It is about damn time that this is posted, and I'm proud to put my recipe (or at least the one I stole from my aficionados) on here. If this is a repost (and I looked to make sure its not) I only slightly apologize because mine are teh awesomest.

THE PERFECT MINT JULEP



Ingredients:
1 liter Maker’s Mark Bourbon (or whatever you want to use)
Lots of fresh spearmint leaves
1 cup Distilled water
1 cup Granulated sugar
Powdered sugar for garnish
Mint sprigs for garnish


1. To prepare the mint extract, remove about 40 small mint leaves – wash and place in a small mixing bowl. Cover with 3 ounces of Maker’s Mark. Allow the leaves to soak for 15 minutes. Then gather the leaves in a clean, soap-free piece of cotton cloth and vigorously wring the mint bundle over the bowl of whisky. Dip the bundle again and repeat the process several times. Then set aside.

2. To prepare the simple syrup, mix 1 cup of granulated sugar and one cup of water in a cooking pot. Heat to dissolve the sugar. Stir constantly so the sugar does not burn. Set aside to cool.
+++++
** Problem description **
Write the next part of the mint julep recipe, picking up after the simple syrup step. The data that comes next has nothing to do with this.
+++++
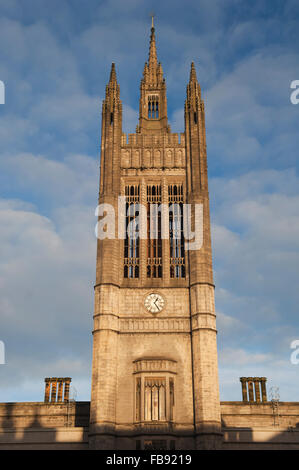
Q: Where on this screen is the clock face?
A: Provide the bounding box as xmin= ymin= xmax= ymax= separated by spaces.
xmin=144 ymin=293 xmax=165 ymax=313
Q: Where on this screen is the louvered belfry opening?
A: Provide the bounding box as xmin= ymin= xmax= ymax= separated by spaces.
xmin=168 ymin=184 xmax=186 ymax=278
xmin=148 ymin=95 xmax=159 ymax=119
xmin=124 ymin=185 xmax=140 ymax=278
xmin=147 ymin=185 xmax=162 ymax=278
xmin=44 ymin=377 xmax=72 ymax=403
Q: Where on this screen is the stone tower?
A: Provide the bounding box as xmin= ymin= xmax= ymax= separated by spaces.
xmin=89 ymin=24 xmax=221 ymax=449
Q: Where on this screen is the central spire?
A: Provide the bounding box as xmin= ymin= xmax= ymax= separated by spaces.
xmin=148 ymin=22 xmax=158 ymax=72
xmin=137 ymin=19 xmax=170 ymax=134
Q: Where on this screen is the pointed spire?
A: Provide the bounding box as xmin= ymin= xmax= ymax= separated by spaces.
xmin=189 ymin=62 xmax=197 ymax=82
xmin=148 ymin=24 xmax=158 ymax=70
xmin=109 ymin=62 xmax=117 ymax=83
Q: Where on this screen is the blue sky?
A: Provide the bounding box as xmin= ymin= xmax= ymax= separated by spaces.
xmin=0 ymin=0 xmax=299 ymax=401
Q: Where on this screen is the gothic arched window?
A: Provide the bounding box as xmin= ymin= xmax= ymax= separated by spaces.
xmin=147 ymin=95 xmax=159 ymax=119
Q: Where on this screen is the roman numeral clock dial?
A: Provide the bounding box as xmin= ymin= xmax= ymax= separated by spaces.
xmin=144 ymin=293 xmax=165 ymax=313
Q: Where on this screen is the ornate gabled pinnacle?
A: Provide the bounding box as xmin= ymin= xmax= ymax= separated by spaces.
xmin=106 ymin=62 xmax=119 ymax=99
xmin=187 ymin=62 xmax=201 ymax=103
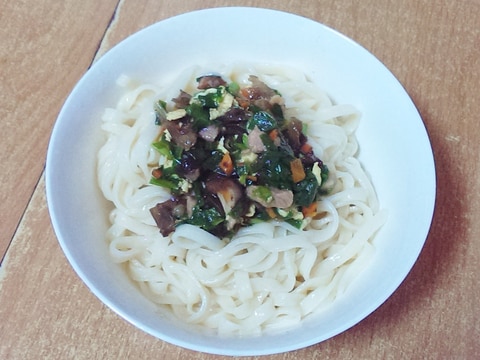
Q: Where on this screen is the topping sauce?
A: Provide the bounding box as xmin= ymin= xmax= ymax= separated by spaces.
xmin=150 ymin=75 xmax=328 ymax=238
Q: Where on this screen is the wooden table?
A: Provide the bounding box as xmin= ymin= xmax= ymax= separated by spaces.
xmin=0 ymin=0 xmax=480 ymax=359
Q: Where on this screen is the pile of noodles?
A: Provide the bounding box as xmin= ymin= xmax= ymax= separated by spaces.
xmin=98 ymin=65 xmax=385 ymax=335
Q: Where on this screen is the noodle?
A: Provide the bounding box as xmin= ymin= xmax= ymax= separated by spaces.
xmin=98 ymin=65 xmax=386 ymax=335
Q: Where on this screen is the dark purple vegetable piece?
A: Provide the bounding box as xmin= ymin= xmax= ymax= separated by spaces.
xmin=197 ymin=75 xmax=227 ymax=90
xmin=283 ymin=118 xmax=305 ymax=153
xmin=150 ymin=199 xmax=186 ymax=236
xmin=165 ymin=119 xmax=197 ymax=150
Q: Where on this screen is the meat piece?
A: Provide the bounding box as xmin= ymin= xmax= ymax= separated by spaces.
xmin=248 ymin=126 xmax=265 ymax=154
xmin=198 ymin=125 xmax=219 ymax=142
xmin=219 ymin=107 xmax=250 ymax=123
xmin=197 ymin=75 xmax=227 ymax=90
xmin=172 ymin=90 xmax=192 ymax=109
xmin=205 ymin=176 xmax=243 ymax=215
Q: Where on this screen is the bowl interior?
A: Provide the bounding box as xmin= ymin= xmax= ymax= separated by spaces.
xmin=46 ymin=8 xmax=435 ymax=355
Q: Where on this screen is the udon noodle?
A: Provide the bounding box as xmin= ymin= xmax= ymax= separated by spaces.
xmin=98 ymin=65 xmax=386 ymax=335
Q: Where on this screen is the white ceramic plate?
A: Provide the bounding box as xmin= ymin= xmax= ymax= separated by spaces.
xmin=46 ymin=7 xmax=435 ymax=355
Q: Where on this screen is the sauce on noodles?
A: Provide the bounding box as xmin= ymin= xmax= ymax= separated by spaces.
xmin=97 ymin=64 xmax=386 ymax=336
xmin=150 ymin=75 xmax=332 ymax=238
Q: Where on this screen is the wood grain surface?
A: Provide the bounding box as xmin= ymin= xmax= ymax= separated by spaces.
+++++
** Answer to this exercise **
3. To prepare the mint julep mixture, pour 3 1/2 cups of Maker’s Mark into a large glass bowl or glass pitcher. (Pour the remaining whisky from the liter bottle into another container and save it for another purpose). Add 1 cup of the simple syrup to the Maker’s Mark.

4. Now, begin adding the mint extract 1 tablespoon at a time to the julep mixture. Each batch of mint extract is different, so you must taste and smell after each tablespoon is added. You may have to leave the room a time or two to clear your nose. The tendency is to use too much mint. You are looking for a soft mint aroma and taste – generally about 3 tablespoons.

5. When you think it’s right, pour the whole mixture back into the empty liter bottle and refrigerate it for at least 24 hours to "marry" the flavors.

6. To serve the mint julep, fill each glass (preferably a silver mint julep cup) half full with shaved ice. Insert a sprig of mint and then pack in more ice to about an inch over the top of the cup. Then, insert a straw that has been cut to one inch above the top of the cup so the nose is forced close to the mint when sipping the julep.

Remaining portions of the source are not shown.